Brad Keithley’s Chart of the Week: Two observations on AKLNG (Part 1)

As we have listened to the presentations and legislative hearings on the Alaska Liquefied Natural Gas project (the project) over the past few weeks, we have developed two observations. 

The first is that we don’t believe Phase 1 of the project should proceed until firm, irrevocable commitments from credible customers to purchase volumes sufficient to make Phase 2 economically viable are first in hand. 

The second, picking up on the analogies made by some between the Alaska LNG project and those in Texas and Louisiana, is that, to help offset any property and other tax concessions made to the developers as part of the project, and otherwise realize the constitutionally-required “maximum benefit” from the project for the state, contemporaneously with any concessions the state should adopt a broad-based tax along the lines similarly used in Louisiana and Texas, and generally similar to that in effect during the construction of the Trans-Alaska Pipeline System (TAPS) in the 1970s.

We explain the first one in this column. We will discuss the second in next week’s column.

Proceeding on Phase 1 should be contingent on first obtaining firm, irrevocable commitments to Phase 2

Over the past two weeks, we have learned much more about the impact of dividing the project into two phases than we understood before.

As explained during the special session hearings, the intent behind phasing is to allow the pipeline portion of the project to proceed while the developers continue to pursue sufficient firm commitments from foreign purchasers to underwrite the economics of the gas treatment, gasification and other export-related facilities. The first portion, the pipeline, is Phase 1. The additional facilities constitute Phase 2.

The Phase 1 facilities will serve both Alaskan and export customers. The Phase 2 facilities are required to deliver large volumes from the North Slope and, otherwise, mostly to serve the export customers.

The public reasons given for pushing Phase 1 ahead of receiving sufficient firm commitments to underwrite Phase 2 are that it will help limit the period during which Alaska’s utilities will be required to import allegedly higher-priced LNG to meet the needs of Alaska’s customers, as well as accelerate the point at which the state begins to reap some – although admittedly, a very limited amount in Phase 1 – of revenue from its own North Slope gas resources.

Because it is also intended to serve export customers, the pipeline is significantly oversized to meet the demand of Alaskan customers alone. The Alaskan customers will benefit from significantly lower-priced supplies once Phase 2 is complete and the pipeline is fully utilized. But the unit (per Mcf) costs of moving only the substantially smaller volumes required by Alaskans before that, during Phase 1, are significantly higher.

Data extract:
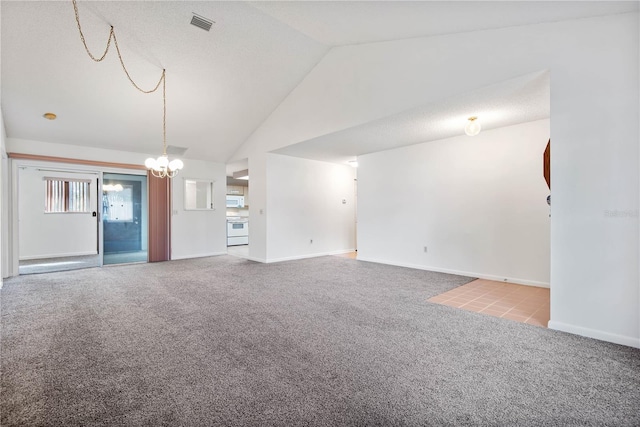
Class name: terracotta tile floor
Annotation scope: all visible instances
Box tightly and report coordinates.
[428,279,549,328]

What to work on:
A. In the column on the Alaska LNG project, what must be in hand before Phase 1 proceeds?
B. Swap "column" for "article" in the column on the Alaska LNG project, giving the passage starting at "We explain the" and ending at "we understood before.".
C. Carry on the column on the Alaska LNG project from where it stops.

Written responses:
A. Firm, irrevocable commitments from credible customers to purchase volumes sufficient to make Phase 2 economically viable.

B.
We explain the first one in this article. We will discuss the second in next week’s article.

Proceeding on Phase 1 should be contingent on first obtaining firm, irrevocable commitments to Phase 2

Over the past two weeks, we have learned much more about the impact of dividing the project into two phases than we understood before.

C.
A slide from a presentation during the first week of the special session hearings by legislative consultants Gaffney Cline helps explain:

The lines on the left side of the slide represent the per-unit (Mcf) delivered price levels (on the vertical axis) required to achieve a 10% overall project return (the amount most say is required to attract investment) for Phase 1 at various levels of capital cost, wellhead price, and volume.  

So, for example, looking at the farthest left side of the lowest, solid line on the chart that starts just above the dashed red line, the required delivered price level to achieve a 10% overall project return is slightly over $12/Mcf at a capital cost of $10 billion for the pipeline, a wellhead price of $1, and a volume of 500 million cubic feet per day (MMcf/D).

At the other extreme reflected on the chart – the far right of the top line – at a capital cost of $14 billion for the pipeline, a wellhead price of $2.50, and a volume of 300 MMcf/D, the required delivered price level to achieve a 10% overall project return is approximately two-and-a-half times higher, or $30/Mcf. 

Absent other factors, the projected delivered price from the pipeline to Alaskan consumers during Phase 1 is much closer to the higher end of the continuum than to the lower end.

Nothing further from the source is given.